§ Problem
Retype everything from the start of the items down through the line containing "[(767, 531), (695, 495), (873, 672)]", keeping each line exactly as it appears and including that final line. Leave the pictures out of your copy.

§ Data to process
++++++++

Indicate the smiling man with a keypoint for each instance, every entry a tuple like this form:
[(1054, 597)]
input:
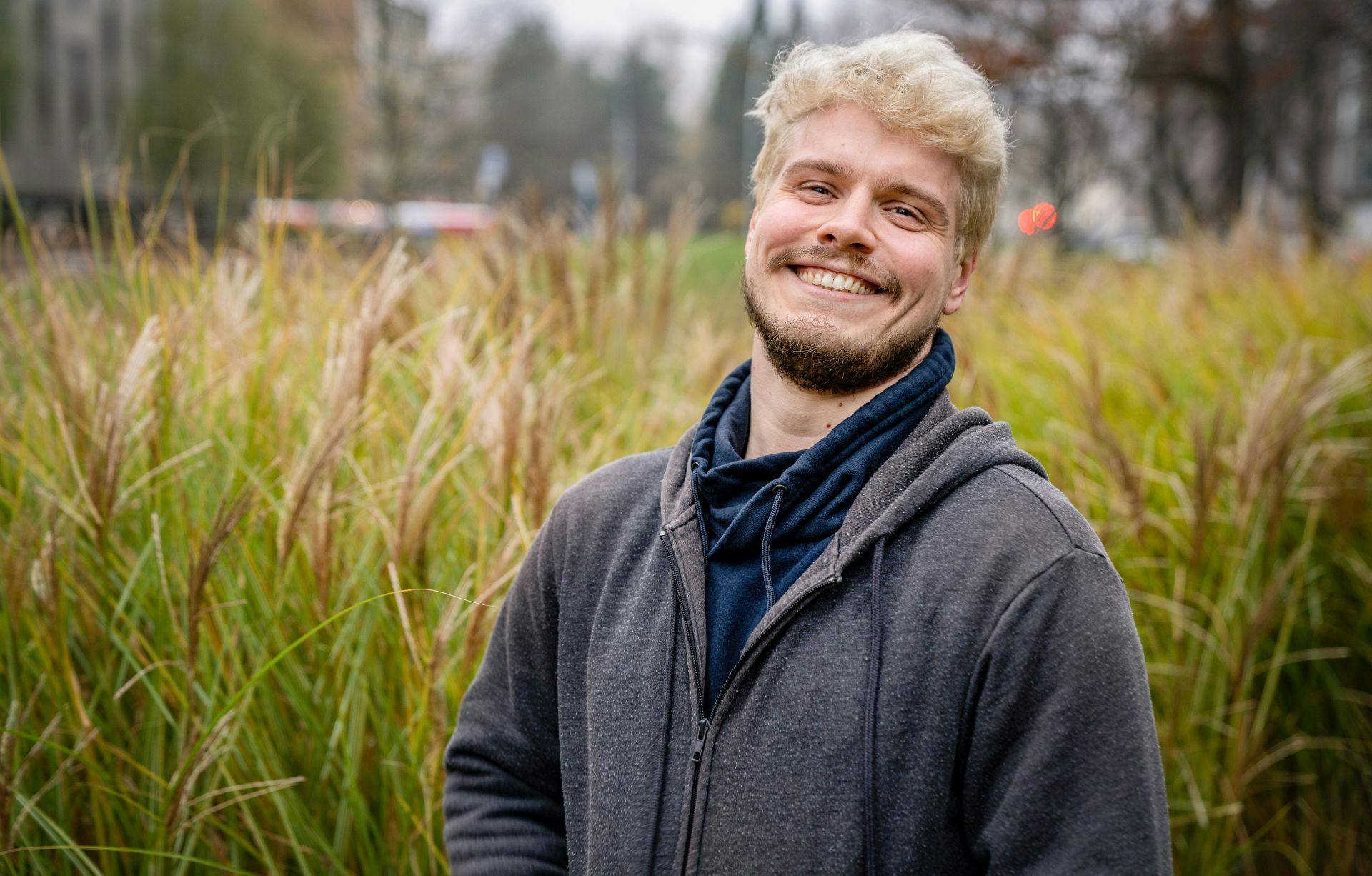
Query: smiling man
[(842, 625)]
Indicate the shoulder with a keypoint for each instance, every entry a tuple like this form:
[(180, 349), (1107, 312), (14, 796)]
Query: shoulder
[(1008, 532), (630, 480), (617, 494), (1014, 505)]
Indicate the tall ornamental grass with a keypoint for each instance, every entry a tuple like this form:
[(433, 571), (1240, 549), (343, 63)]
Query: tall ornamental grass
[(261, 505)]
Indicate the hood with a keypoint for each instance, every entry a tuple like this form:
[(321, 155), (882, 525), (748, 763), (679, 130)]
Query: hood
[(944, 450)]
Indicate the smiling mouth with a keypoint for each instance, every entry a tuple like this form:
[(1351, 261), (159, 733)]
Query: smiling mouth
[(835, 280)]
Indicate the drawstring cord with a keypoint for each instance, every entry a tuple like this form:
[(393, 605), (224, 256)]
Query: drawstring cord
[(767, 531), (695, 495), (873, 672)]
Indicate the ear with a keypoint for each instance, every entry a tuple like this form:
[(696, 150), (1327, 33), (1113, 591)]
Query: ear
[(960, 284)]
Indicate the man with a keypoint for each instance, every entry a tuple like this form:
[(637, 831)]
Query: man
[(842, 625)]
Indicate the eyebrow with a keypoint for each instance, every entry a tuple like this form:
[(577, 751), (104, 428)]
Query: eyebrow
[(896, 186)]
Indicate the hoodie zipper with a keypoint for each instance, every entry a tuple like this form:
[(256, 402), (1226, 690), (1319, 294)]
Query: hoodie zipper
[(704, 723)]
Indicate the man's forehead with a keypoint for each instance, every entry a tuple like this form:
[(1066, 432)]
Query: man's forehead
[(887, 183)]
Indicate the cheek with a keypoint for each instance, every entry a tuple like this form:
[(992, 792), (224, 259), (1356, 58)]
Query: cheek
[(781, 225)]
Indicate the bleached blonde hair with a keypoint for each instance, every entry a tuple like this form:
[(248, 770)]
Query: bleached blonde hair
[(913, 81)]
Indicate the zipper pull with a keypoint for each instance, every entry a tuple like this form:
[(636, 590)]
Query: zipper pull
[(700, 740)]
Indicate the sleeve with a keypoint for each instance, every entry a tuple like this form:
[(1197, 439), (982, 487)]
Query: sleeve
[(1063, 772), (502, 798)]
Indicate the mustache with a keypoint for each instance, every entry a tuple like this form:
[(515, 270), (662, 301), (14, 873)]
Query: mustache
[(852, 262)]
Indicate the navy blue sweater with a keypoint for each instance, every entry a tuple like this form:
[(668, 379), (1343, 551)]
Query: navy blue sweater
[(766, 520)]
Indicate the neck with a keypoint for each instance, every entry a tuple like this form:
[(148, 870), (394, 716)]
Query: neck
[(785, 417)]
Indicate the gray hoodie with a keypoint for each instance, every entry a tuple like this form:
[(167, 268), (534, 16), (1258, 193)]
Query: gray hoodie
[(955, 686)]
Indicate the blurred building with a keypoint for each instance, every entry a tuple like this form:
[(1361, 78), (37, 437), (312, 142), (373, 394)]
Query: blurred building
[(80, 65)]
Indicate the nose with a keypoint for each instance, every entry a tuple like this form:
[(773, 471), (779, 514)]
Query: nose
[(847, 227)]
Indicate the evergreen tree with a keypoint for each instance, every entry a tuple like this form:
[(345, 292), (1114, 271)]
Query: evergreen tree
[(642, 126), (545, 111)]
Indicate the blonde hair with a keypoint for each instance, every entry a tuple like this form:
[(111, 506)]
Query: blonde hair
[(913, 81)]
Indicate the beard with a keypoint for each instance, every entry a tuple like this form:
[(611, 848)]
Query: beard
[(814, 355)]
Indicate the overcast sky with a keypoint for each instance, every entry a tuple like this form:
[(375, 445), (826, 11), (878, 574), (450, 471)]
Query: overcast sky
[(685, 37)]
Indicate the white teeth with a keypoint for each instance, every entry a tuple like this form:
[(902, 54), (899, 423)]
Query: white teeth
[(830, 280)]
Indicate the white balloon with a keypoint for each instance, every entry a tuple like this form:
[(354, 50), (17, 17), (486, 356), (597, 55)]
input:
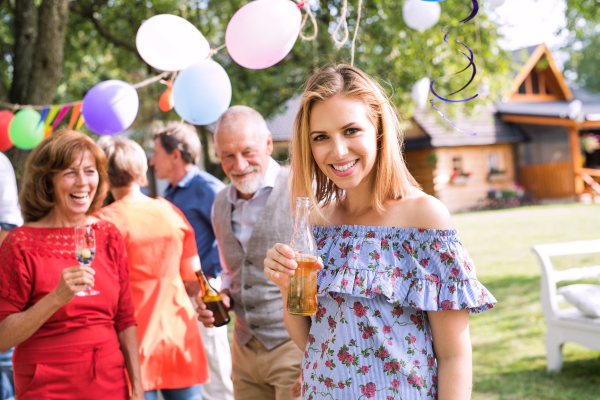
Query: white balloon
[(420, 91), (421, 15), (496, 3), (170, 43)]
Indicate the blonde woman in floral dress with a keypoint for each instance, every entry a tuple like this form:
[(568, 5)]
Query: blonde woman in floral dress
[(397, 286)]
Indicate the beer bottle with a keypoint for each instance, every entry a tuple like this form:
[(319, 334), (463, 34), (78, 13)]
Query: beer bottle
[(213, 300), (302, 286)]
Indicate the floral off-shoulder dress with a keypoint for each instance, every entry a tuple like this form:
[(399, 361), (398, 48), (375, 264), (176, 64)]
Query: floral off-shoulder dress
[(371, 337)]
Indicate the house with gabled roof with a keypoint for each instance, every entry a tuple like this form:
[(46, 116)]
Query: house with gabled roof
[(532, 138)]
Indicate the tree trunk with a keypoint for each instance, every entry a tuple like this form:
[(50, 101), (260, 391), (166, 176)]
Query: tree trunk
[(25, 34), (38, 57), (47, 60)]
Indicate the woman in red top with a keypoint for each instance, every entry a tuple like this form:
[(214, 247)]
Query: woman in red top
[(67, 346)]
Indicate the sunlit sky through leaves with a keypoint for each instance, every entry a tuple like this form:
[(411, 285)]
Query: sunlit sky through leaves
[(530, 22)]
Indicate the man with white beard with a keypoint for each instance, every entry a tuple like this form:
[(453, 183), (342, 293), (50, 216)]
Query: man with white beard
[(249, 217)]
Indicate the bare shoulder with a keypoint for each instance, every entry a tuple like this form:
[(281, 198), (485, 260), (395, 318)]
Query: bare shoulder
[(420, 210), (327, 211)]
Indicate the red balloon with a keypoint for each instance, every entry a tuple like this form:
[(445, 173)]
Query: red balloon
[(5, 120)]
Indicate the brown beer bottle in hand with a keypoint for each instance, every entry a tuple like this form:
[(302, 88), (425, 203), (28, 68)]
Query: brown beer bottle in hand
[(213, 300), (302, 286)]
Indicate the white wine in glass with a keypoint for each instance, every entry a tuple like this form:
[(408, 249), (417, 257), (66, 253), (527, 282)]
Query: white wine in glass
[(85, 250)]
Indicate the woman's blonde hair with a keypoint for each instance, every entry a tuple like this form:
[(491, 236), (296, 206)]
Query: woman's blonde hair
[(127, 161), (392, 178), (54, 154)]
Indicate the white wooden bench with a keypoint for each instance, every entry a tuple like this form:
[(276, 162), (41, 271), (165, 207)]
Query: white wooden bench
[(566, 324)]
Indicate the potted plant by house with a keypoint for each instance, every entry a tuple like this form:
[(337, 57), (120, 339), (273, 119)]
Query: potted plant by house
[(497, 175), (590, 142), (460, 178)]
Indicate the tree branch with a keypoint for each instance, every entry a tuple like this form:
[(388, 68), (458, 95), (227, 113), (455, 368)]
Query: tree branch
[(88, 12)]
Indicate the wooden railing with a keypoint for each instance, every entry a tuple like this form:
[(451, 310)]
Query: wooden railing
[(548, 181)]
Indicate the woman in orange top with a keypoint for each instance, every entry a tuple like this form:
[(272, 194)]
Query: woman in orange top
[(163, 259)]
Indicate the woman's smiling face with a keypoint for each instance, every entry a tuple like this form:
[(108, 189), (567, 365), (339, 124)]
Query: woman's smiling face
[(343, 140), (75, 187)]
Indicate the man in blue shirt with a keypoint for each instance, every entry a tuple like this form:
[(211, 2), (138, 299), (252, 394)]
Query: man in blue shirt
[(175, 158)]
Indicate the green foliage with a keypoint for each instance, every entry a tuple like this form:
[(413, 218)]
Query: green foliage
[(386, 48)]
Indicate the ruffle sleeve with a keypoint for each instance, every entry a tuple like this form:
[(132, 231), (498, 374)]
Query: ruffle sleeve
[(425, 269)]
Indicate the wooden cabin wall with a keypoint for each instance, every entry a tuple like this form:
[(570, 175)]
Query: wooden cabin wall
[(419, 165), (475, 159)]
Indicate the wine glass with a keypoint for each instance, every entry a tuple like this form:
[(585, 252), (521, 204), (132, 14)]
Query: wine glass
[(85, 250)]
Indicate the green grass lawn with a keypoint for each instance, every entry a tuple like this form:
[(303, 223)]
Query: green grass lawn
[(509, 355), (509, 359)]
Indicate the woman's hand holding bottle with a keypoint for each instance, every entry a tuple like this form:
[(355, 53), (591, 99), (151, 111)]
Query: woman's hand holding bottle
[(280, 264)]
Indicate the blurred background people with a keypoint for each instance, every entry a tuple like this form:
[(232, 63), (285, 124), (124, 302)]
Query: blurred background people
[(162, 255), (175, 158), (67, 346), (10, 218), (250, 215)]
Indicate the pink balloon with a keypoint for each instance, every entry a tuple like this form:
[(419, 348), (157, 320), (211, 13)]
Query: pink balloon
[(263, 32), (5, 120)]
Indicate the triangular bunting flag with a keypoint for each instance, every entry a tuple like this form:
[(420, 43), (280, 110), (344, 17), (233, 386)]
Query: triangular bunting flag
[(74, 115), (52, 114), (79, 123), (43, 115), (60, 116)]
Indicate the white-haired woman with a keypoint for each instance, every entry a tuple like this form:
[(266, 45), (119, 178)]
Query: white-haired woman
[(396, 277), (162, 256)]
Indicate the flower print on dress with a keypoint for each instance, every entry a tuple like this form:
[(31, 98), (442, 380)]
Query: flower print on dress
[(371, 337)]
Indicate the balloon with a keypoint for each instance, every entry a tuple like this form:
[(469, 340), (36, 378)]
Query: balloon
[(420, 91), (496, 3), (5, 120), (421, 15), (170, 43), (110, 107), (25, 130), (263, 32), (166, 100), (202, 93)]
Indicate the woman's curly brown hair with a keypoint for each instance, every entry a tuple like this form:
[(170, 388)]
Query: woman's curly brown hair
[(54, 154)]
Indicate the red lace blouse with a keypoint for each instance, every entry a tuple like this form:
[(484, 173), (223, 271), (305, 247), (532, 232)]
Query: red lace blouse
[(31, 262)]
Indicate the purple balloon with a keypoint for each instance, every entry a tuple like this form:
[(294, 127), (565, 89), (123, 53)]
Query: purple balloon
[(110, 107)]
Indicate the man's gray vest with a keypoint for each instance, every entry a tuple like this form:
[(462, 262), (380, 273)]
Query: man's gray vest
[(257, 301)]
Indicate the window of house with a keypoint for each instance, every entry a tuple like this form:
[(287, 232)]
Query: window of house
[(493, 162), (457, 164)]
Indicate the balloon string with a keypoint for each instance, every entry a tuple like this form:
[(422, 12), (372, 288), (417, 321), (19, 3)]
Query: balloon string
[(355, 32), (150, 80), (446, 31), (313, 21), (342, 23)]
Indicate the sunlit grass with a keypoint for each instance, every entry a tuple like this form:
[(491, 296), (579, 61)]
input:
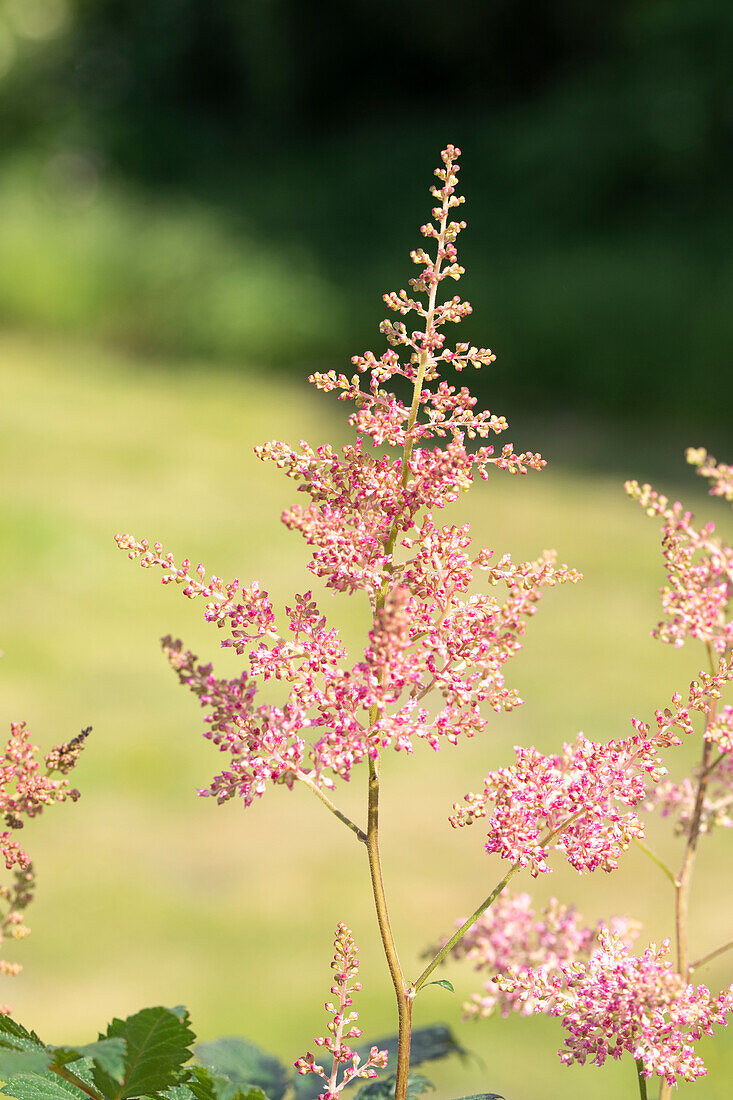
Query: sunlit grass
[(150, 895)]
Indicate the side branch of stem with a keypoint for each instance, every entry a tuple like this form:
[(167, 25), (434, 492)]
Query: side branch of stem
[(404, 1003), (334, 809)]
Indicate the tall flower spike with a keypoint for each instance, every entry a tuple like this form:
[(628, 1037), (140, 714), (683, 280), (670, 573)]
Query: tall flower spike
[(572, 802), (343, 1026), (25, 790), (373, 527), (697, 597), (513, 936), (619, 1002)]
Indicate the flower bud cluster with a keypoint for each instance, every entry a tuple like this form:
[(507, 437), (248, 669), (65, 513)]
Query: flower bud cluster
[(697, 597), (25, 790), (370, 521), (617, 1002), (512, 935), (572, 802), (342, 1026)]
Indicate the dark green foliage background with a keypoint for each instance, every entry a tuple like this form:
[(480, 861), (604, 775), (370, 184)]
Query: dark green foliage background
[(238, 177)]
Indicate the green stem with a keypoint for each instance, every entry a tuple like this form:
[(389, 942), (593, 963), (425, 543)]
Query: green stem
[(655, 859), (461, 932), (641, 1078), (404, 1003), (334, 809)]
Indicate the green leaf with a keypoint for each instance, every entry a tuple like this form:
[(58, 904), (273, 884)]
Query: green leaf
[(427, 1044), (11, 1032), (384, 1089), (177, 1092), (44, 1086), (157, 1043), (482, 1096), (108, 1054), (244, 1065), (33, 1059)]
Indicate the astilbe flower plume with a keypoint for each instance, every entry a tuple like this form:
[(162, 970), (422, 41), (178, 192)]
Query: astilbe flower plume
[(372, 527), (25, 790), (571, 802), (697, 597), (346, 1065), (619, 1002), (513, 936)]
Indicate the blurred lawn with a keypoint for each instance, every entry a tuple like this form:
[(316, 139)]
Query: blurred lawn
[(150, 895)]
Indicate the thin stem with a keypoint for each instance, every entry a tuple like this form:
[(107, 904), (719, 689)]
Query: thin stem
[(334, 809), (655, 859), (685, 877), (711, 956), (641, 1078), (404, 1004), (461, 932)]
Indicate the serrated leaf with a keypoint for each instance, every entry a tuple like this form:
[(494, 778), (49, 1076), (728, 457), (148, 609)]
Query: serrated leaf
[(482, 1096), (44, 1086), (244, 1065), (108, 1054), (177, 1092), (34, 1059), (157, 1043), (427, 1044), (384, 1089)]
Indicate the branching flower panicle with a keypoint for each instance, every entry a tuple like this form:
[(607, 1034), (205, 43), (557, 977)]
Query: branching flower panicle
[(617, 1002), (347, 1065), (513, 936), (437, 650), (25, 790)]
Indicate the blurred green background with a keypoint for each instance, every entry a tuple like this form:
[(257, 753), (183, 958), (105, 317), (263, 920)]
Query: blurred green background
[(199, 204)]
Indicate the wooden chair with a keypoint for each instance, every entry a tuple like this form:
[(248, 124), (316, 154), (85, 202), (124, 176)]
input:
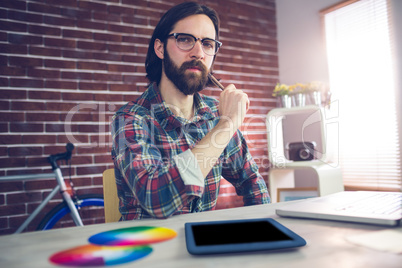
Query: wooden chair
[(111, 200)]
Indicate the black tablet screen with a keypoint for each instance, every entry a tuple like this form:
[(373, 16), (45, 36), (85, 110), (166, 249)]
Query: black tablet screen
[(235, 233)]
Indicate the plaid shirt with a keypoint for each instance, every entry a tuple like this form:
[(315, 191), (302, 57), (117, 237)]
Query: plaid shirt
[(148, 143)]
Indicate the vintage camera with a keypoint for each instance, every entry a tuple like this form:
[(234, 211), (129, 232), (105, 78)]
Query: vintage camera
[(301, 151)]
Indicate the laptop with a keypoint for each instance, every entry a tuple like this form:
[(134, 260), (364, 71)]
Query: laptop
[(379, 208)]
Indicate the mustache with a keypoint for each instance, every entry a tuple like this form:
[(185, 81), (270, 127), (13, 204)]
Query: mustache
[(192, 64)]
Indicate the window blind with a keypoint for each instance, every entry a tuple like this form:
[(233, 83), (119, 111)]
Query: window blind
[(362, 81)]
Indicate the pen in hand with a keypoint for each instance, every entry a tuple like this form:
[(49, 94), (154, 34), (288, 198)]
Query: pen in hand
[(215, 81)]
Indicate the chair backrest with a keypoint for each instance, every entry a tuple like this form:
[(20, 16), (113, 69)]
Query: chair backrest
[(111, 200)]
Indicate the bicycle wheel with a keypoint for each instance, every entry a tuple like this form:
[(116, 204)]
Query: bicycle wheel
[(89, 201)]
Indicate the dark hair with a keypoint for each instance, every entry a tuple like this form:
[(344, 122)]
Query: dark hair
[(153, 64)]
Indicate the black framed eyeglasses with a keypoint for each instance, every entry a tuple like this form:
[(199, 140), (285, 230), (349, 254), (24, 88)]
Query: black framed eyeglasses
[(186, 42)]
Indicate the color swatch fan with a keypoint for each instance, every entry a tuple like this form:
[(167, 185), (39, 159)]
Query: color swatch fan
[(133, 236), (94, 255)]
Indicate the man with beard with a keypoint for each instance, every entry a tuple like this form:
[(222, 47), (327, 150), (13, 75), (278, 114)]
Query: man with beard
[(172, 145)]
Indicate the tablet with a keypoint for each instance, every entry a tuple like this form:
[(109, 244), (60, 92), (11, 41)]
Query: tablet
[(214, 237)]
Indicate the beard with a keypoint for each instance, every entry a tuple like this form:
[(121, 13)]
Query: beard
[(187, 83)]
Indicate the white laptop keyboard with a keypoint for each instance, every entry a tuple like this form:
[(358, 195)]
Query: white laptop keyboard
[(380, 203)]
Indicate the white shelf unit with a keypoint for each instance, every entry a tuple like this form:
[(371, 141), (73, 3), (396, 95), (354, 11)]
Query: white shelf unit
[(308, 124)]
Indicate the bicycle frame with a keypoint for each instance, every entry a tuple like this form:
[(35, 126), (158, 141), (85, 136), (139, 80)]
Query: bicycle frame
[(60, 187)]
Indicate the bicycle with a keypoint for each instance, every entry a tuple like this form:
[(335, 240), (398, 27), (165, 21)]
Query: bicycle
[(72, 203)]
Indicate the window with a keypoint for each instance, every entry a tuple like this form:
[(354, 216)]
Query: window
[(362, 80)]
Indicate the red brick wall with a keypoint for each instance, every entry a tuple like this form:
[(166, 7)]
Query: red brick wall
[(67, 66)]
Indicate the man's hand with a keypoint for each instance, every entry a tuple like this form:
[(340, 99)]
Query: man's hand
[(233, 106)]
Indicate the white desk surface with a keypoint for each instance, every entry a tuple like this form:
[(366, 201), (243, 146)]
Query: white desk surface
[(326, 244)]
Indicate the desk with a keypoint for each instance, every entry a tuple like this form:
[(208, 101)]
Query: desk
[(326, 244)]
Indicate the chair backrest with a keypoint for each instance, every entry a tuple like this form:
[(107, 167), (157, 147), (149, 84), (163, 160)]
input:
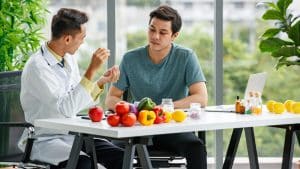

++++++++

§ Exercise answer
Indicate the smiling man with a keypoint for each instance, every entry a tuple like this form:
[(1054, 597)]
input:
Query: smiling man
[(842, 625)]
Indicate the shoulder with a keypoint for each instance, every entry a tuple like this form:
[(180, 349), (1107, 312), (14, 796)]
Query: shoulder
[(1008, 532), (630, 480), (617, 494), (1014, 505)]
Indicate the tall ornamental grass with a keypoint for each instance, every entry a tuple like this form:
[(433, 571), (1240, 549), (343, 63)]
Query: tall ornamental grass
[(261, 505)]
Indicate the hood with a keypoint for each instance, every entry a tuple like this form:
[(321, 155), (882, 525), (748, 763), (679, 130)]
Query: hood
[(944, 450)]
Indicate the smiling mouth with a keypoint for each instance, every entry a tuple like this form:
[(1351, 261), (159, 733)]
Query: smiling mouth
[(835, 280)]
Indicate the drawstring cord with a keypoint for each instance, every entry a tuple like this form:
[(393, 605), (224, 256)]
Query: drawstring cord
[(767, 531), (695, 495), (873, 672)]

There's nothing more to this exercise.